The lines you need are those holding the word "throw"; pull them from the material.

%%

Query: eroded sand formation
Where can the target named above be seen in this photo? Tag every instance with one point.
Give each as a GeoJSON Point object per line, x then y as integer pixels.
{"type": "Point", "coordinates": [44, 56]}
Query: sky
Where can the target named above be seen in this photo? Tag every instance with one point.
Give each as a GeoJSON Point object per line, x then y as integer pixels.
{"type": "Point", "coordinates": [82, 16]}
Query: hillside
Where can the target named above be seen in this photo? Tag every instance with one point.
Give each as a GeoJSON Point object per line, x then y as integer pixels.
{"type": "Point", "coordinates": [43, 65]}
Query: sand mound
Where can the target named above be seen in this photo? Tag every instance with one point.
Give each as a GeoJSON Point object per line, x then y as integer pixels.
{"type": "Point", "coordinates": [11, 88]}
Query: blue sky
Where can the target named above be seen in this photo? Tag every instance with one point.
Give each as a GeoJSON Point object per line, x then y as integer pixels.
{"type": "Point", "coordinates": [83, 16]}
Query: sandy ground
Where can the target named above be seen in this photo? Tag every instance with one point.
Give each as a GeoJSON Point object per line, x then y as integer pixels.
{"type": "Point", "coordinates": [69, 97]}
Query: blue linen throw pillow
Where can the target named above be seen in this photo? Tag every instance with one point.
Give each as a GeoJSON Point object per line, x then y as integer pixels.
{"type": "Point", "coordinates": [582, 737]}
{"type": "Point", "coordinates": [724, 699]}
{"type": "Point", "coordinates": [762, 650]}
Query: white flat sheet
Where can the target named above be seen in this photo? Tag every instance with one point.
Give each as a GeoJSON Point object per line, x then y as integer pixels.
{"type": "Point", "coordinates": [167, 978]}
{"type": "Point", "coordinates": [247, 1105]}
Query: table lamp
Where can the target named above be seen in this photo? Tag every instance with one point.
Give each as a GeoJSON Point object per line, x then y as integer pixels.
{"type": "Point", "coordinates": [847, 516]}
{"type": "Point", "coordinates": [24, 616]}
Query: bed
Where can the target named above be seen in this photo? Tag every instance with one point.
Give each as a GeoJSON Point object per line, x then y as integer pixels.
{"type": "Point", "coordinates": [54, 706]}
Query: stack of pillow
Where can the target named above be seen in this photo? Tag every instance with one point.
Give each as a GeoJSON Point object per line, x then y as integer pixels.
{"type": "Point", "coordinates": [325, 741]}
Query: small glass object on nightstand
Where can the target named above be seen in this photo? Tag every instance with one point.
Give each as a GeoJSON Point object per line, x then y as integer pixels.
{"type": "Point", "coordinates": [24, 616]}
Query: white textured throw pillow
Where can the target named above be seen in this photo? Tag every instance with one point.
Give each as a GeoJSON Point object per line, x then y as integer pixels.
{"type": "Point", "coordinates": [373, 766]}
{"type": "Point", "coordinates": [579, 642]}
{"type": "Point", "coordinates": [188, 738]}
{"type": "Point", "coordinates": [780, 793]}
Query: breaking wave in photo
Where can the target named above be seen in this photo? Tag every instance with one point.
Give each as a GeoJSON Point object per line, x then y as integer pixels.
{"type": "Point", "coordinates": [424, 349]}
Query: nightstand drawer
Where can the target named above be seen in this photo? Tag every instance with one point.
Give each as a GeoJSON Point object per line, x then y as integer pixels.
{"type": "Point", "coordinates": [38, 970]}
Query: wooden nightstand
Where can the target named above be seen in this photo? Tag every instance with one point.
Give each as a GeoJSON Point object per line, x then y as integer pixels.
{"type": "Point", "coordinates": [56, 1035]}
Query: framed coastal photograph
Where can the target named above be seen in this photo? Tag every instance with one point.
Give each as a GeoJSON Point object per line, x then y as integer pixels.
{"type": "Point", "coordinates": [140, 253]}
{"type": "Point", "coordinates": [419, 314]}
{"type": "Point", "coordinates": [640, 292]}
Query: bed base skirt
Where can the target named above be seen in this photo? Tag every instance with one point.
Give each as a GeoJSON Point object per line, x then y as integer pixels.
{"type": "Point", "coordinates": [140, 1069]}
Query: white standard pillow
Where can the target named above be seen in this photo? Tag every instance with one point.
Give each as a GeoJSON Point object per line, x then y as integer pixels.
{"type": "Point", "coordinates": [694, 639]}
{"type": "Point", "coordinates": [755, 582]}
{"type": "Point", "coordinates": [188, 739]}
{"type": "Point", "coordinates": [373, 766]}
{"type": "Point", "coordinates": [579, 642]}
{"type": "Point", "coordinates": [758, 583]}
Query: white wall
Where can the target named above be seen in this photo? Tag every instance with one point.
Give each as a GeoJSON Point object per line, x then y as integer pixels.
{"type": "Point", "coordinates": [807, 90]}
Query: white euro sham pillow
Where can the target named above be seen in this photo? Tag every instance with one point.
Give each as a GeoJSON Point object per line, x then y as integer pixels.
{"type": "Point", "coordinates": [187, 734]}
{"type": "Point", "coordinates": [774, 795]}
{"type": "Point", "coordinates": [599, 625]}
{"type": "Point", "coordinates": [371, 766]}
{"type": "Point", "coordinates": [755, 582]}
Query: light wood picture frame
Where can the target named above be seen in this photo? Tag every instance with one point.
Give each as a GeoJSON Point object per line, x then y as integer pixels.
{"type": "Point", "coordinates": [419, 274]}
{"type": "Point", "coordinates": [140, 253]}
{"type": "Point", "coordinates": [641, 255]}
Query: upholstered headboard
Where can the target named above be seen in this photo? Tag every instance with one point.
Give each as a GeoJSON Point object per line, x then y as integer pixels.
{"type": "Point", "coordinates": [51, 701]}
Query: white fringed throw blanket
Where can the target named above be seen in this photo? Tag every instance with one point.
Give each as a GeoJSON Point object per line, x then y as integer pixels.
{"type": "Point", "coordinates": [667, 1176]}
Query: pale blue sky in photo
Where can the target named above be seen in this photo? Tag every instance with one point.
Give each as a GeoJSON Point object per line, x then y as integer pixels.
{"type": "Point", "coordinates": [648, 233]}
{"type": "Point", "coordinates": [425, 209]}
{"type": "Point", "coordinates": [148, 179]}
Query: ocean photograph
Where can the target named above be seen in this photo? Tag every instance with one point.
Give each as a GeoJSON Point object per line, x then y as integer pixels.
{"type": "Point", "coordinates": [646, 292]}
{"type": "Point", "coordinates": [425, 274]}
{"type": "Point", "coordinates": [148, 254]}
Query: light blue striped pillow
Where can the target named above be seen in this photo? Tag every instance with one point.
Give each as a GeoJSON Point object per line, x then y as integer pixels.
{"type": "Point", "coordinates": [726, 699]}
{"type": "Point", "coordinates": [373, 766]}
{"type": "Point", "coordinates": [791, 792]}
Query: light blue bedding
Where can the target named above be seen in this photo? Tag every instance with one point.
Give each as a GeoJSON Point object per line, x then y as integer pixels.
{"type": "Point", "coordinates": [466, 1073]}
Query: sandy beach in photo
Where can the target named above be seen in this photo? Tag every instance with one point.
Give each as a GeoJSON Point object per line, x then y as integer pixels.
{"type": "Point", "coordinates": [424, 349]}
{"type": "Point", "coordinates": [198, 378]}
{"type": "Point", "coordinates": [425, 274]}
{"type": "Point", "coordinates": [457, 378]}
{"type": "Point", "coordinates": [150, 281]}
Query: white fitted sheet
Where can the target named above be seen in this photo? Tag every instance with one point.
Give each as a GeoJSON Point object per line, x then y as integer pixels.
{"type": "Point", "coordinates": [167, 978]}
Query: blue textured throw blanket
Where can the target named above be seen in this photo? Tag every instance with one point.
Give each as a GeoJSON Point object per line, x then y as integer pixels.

%%

• [Output of the task]:
Query: blue linen throw pillow
Query: white textured throw pillow
Query: white fringed throw blanket
Query: blue textured throw blanket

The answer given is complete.